Integrated plan, equal application of rules needed to fight COVID-19 – GHRA

The Guyana Human Rights Association on Saturday accused the National COVID-19 Taskforce of ignoring Guyanese history saying that epidemics in Guyana – malaria, TB and HIV – multiplied undetected, only to surge dramatically when numbers were out of control.
In a statement the GHRA stated that two major reasons explain this phenomenon, “all Governmental administrative services in the interior are inadequate because of distance and terrain and, secondly, because Amerindians are highly vulnerable to imported diseases to which they have limited immunity.”
According to the GHRA, the COVID- 19 Task Force can take credit for having promoted all these WHO-recommended public health practices. “Success in the public health arena is vital to off-set limitations on the local medical front – inadequate testing, protective equipment and treatment. To the extent that medical resources (to date) are not overwhelmed, the Task Force and Ministry of Public Health (MoPH) deserve our appreciation,” it added.
The human right grouping reference to the malaria epidemic of the mid-80s as a good example. “In addition to the endemic scourge of TB, 3,686 reported cases of malaria were recorded in August 1985. By the end of that year the annual figure had risen to 7,600. Entire communities, in the Rupununi and the Upper Mazaruni in particular, were affected by this epidemic. By June of 1986, malaria had affected over 16,000 persons (PAHO estimates). The total number of cases reported between January and August 1987 was approximately 17,000 of which over 60% were falciparum cases.”
It added that a coastal coalition of 12 religious, civic, professional and business organisations, including the Guyana Medical Association and the Gold and Diamond Miners Association took action in conjunction with health workers in the communities some three-quarter million anti-malaria tablets were distributed from early 1986 to early 1989.
According to the collaborative actions of this nature are nowadays much easier to manage given the strengthened capacity for self-governance of indigenous communities and the regional and national coordination of Toshaos through the National Toshaos Council.
=-=-=
The task:
Answer these questions using the text on the GHRA's COVID-19 statement above.
1. Which three epidemics does it say multiplied undetected in Guyana?
2. How many reported cases of malaria were recorded in August 1985?
3. How many organizations formed the coastal coalition?

Material supplied:
=-=-=
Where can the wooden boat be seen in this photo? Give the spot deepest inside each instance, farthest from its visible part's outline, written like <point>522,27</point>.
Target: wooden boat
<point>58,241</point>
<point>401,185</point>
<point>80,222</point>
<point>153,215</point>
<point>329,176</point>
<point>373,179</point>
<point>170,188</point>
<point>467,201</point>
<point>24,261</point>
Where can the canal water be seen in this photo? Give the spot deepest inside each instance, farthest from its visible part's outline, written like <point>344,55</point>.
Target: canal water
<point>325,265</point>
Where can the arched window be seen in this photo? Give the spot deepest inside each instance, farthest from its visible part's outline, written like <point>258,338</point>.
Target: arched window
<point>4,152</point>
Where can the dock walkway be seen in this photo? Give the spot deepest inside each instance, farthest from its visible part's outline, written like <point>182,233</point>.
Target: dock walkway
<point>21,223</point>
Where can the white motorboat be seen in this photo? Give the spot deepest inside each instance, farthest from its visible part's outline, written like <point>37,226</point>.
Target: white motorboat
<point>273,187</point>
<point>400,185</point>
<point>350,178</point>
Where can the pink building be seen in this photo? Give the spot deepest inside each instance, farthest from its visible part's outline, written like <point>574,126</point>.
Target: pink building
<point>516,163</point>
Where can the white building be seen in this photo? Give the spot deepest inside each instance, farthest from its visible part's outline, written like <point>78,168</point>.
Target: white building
=-=-=
Task answer:
1. Malaria, TB and HIV.
2. 3,686.
3. 12.